Location labeling records:
======
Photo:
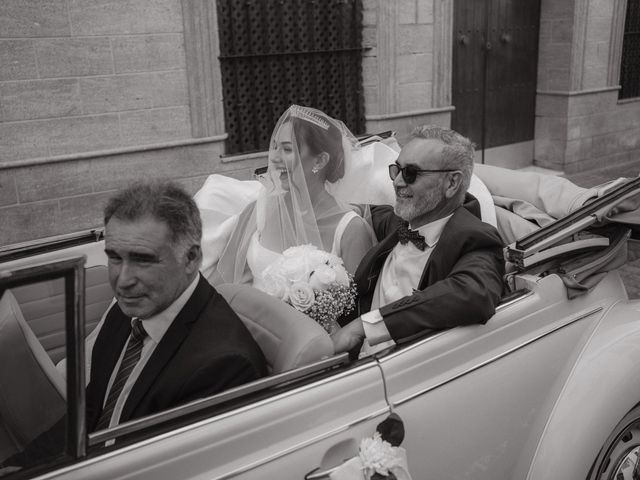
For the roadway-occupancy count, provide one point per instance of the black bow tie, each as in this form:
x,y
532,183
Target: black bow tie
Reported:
x,y
405,234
======
OBJECTIVE: Write out the entries again, switching every "bow tie" to "necktie" and changing nothing else. Omit the pictures from your answer.

WRITTEN RESPONSE:
Photo:
For the roadway-occupancy count, provide one point per instance of the black necktie, each as in this form:
x,y
532,183
Target: black necktie
Reported:
x,y
405,234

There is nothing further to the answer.